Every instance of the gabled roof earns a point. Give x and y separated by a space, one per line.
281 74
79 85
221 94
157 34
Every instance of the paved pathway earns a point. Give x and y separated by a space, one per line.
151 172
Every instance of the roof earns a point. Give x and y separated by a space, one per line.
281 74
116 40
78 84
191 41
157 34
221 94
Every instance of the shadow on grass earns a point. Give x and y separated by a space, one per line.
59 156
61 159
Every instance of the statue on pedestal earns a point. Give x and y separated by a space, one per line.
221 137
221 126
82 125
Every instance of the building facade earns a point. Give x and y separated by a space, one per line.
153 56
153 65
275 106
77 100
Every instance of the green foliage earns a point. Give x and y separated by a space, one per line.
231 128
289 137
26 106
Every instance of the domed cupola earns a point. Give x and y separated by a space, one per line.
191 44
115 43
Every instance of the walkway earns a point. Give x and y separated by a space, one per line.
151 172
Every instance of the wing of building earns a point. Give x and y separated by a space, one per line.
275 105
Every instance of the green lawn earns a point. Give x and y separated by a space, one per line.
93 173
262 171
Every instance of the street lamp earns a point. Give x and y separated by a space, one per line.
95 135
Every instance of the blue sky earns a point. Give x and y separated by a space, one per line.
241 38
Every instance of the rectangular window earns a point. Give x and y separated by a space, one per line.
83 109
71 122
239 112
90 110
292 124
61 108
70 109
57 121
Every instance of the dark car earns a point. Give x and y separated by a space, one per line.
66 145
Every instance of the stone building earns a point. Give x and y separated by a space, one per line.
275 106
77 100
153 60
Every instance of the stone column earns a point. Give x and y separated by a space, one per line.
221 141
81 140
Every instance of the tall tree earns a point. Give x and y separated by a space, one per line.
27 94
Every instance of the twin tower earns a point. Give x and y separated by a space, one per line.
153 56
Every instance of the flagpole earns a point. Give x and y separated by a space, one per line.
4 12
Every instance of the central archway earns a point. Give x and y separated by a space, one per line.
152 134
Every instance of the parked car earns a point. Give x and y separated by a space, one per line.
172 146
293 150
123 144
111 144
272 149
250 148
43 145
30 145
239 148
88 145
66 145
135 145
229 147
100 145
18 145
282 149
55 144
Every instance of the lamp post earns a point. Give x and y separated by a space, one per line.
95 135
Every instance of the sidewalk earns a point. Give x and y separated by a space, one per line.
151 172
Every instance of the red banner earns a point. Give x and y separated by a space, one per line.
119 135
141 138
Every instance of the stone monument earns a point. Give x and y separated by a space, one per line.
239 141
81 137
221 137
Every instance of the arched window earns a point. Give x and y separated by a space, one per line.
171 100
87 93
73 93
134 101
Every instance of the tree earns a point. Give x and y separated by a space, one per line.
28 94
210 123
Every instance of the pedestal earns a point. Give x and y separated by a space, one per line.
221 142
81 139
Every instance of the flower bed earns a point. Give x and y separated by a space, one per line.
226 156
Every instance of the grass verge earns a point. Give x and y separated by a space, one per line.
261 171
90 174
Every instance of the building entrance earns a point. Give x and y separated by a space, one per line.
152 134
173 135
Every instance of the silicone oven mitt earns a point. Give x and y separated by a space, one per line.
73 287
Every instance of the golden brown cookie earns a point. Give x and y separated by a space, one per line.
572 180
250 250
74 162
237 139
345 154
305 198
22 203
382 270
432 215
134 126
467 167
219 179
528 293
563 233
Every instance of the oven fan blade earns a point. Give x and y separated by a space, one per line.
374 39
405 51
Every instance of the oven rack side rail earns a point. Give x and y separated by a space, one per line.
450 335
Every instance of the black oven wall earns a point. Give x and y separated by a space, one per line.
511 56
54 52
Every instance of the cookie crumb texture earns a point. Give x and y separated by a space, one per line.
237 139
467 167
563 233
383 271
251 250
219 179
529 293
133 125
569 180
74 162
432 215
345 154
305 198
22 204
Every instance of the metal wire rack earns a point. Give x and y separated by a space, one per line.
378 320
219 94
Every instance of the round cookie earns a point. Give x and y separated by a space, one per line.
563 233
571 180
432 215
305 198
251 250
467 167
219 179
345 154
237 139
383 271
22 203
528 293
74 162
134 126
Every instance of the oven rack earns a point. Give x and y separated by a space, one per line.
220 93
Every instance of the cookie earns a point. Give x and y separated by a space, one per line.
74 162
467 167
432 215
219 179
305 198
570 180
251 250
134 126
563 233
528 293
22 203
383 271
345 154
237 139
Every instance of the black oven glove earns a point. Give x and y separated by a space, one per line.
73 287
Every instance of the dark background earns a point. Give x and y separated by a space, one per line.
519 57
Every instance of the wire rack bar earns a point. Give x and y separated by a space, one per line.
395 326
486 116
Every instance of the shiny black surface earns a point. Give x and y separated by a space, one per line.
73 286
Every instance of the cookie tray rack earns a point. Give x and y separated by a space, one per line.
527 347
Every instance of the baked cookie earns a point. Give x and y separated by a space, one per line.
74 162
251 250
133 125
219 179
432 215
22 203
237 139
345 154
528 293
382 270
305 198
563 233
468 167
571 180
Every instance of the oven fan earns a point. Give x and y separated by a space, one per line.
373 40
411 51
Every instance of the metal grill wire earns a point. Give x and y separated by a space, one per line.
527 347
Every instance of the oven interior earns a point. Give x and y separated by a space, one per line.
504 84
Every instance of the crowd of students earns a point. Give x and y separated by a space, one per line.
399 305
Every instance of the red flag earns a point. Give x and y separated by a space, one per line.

-*-

_The problem_: Using the material above, output each line exactly as it appears.

_Answer section_:
Every instance of the gabled roof earns a point. Give x and y separated by a space, one per line.
281 74
79 85
221 94
157 34
Every instance of the paved pathway earns a point. Give x and y separated by a space, one per line.
151 172
Every instance of the roof earns a point. Give x and y separated by a space, one per line.
281 74
116 40
78 84
191 41
157 34
221 94
Every instance of the shadow on grass earns a point. Give x and y separated by a space, one per line.
59 156
61 159
Every instance of the statue on pedestal earns a point. Give x and y separated by a space, one per line.
221 137
221 126
82 125
Every instance of the building facade earns a point. Give x and y separated by a space, one per line.
153 56
153 65
275 106
77 100
Every instance of the green foliage earns a point. Give x and y separated by a space, one per line.
231 128
289 137
26 106
Every instance of the domed cupola earns a point. Give x and y separated by a space, one per line.
191 44
115 43
Every instance of the walkway earns a point. Give x and y separated by a space, one per line.
151 172
Every instance of the wing of building earns a point. Give x and y separated by a space, one per line.
275 105
Every instance of the green lawn earns a point. Give x and y separated by a space, one per line.
93 173
262 171
Every instance of the street lamp earns a point. Give x and y separated by a space, one per line.
95 135
Every instance of the blue sky earns a point. Give x and y separated by a space, one per line.
241 38
Every instance of the rectangular window earns a point. Give x and y separated by a space, one per line.
83 109
71 122
239 112
90 110
292 124
61 108
70 109
57 121
Every instance of the dark car earns a point. Give x and y separated by a space, one per line.
66 145
Every instance of the stone building earns a point. Give x and y separated by a space, one per line.
275 106
77 100
153 60
Every instance of the stone column earns a point. Give x and y separated by a space, one per line.
221 141
81 140
Every instance of the tall tree earns a point. Give x and y separated by a space, one per line.
27 94
Every instance of the twin tower earns a point. Give x and y separated by a space, one per line.
153 56
Every instance of the flagpole earns a point. Give x and y separated by a space, one per line.
4 12
Every instance of the central archway earns a point. Give x and y separated by a space, one per line.
152 134
Every instance of the parked car earns a point. Give x and y separated by a space, one per line.
172 146
293 150
123 144
111 144
272 149
250 148
43 145
30 145
239 148
88 145
66 145
135 145
229 147
100 145
18 145
282 149
55 144
Every instance of the lamp post earns a point. Give x and y separated by a space, one per line.
95 135
Every instance of the sidewalk earns a point. Give x and y separated by a space, one per line.
151 172
Every instance of the red banner earns a point. Give x and y separated by a space, one per line.
119 135
141 138
Every instance of the stone monument earns a point. Give x and y separated by a space, one per line.
239 141
81 137
221 137
Every instance of the arched window earns a point. Give x and y separated by a space, one per line.
171 100
87 93
73 93
134 101
Every instance of the tree earns a point. Give x and y separated by a space, one per line.
28 94
210 123
Every instance of the pedestal earns a point. Give x and y separated by a space, one per line.
221 142
81 139
Every instance of the flower bed earns a point. Give x and y separated by a space, one per line.
226 156
Every instance of the grass verge earns a point. Give x and y separated by a space, one per line.
261 171
90 174
Every instance of the building entrance earns a point. Give x and y separated by a space, one per line.
152 134
173 135
Every instance of the silicone oven mitt earns a point. Give x and y separated by a space, one per line.
73 287
Every instance of the golden brown cookie earns a point. Give x and y separated by a space, one per line.
572 180
250 250
74 162
237 139
345 154
305 198
22 203
382 270
432 215
134 126
467 167
219 179
528 293
563 233
Every instance of the oven fan blade earns a point. Give x and y separated by a space, one per line.
374 39
405 51
Every instance of the oven rack side rail earns a point. Give x and y separated by a space, one per line.
450 335
Every instance of the black oven wall earns a point. Give x and y separated by a space, one per line.
511 56
54 52
Every instance of the cookie crumb texture earns a point. Give x and y separated by a space, one per line.
237 139
467 167
563 233
383 271
251 250
219 179
529 293
133 125
569 180
74 162
432 215
345 154
305 198
22 204
Every instance of the metal wire rack earns a point. Give x and y separated by a space, one per line.
378 320
219 94
Every instance of the round cookie earns a point. Give x and y separated by a space, one per line.
563 233
571 180
432 215
305 198
251 250
467 167
219 179
345 154
237 139
383 271
22 203
528 293
74 162
134 126
Every instance of the oven rack earns a point. Give x and y separated by a space, one per line.
220 93
Every instance of the cookie earns a point. Give x and y separated by a space, one per line.
74 162
467 167
432 215
219 179
305 198
570 180
251 250
134 126
563 233
528 293
22 203
383 271
345 154
237 139
Every instance of the black oven glove earns a point. Give x and y separated by a space, one per line.
73 287
Every instance of the dark background earns a point. Give x and y separated by a space, one per line.
519 57
Every instance of the wire rack bar earns a point. Give x and y separated by a space, one per line.
395 326
486 116
Every instance of the shiny black surface earns a point. Give x and y separated by a space, one per line.
73 286
Every instance of the cookie tray rack earns a point. Give x and y separated by a space, one per line.
527 347
Every instance of the baked cookie earns a point. Give x and y separated by a space, one per line.
74 162
251 250
133 125
219 179
432 215
22 203
237 139
345 154
528 293
382 270
305 198
563 233
468 167
571 180
Every instance of the oven fan earns a point. Give x and y separated by a space, one per line.
373 40
411 51
Every instance of the metal grill wire earns a point. Give x and y separated by a space, one per line.
527 347
Every instance of the oven interior earns a point. Give x and y separated by a space, one per line.
504 84
Every instance of the crowd of students earns a point. Give x and y separated by a space, one per line.
399 305
Every instance of the red flag earns a point. Give x and y separated by a space, one per line.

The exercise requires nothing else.